● YOUR ASSIGNMENT
In the material below, count the lines where the word "gymnastic" appears. Nothing but the number, please.
- Opening Delimiter -
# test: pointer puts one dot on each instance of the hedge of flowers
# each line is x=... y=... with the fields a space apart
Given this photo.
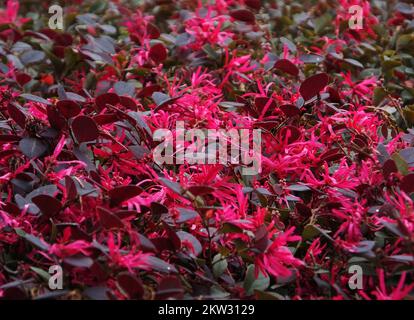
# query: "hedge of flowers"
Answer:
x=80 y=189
- Closing Delimiter -
- Opening Delimiter -
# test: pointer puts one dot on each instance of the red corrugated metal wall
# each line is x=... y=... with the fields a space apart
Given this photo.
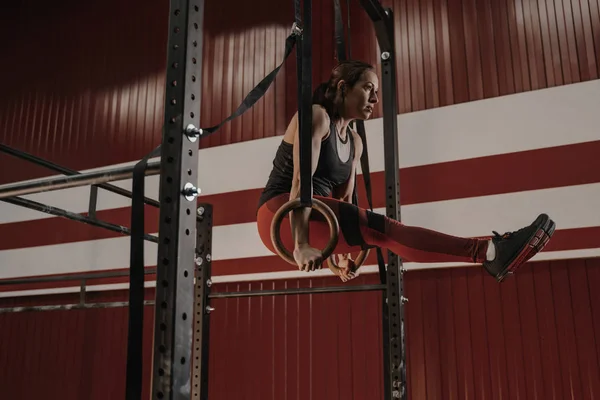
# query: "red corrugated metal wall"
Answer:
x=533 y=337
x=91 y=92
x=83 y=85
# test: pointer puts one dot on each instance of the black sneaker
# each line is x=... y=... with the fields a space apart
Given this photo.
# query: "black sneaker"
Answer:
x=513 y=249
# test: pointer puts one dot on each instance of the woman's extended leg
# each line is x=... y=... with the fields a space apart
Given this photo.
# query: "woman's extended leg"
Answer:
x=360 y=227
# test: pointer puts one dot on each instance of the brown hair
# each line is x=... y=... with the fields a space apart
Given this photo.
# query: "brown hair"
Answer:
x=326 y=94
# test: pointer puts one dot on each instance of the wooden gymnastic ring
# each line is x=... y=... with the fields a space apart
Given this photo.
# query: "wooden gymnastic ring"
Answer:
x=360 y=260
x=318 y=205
- Closing Delimiter -
- Opening Delimiter -
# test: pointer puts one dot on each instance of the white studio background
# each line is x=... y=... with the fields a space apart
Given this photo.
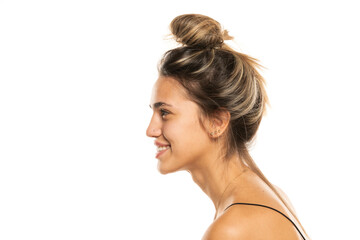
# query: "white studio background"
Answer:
- Closing Delimiter -
● RESPONSE TO THE TASK
2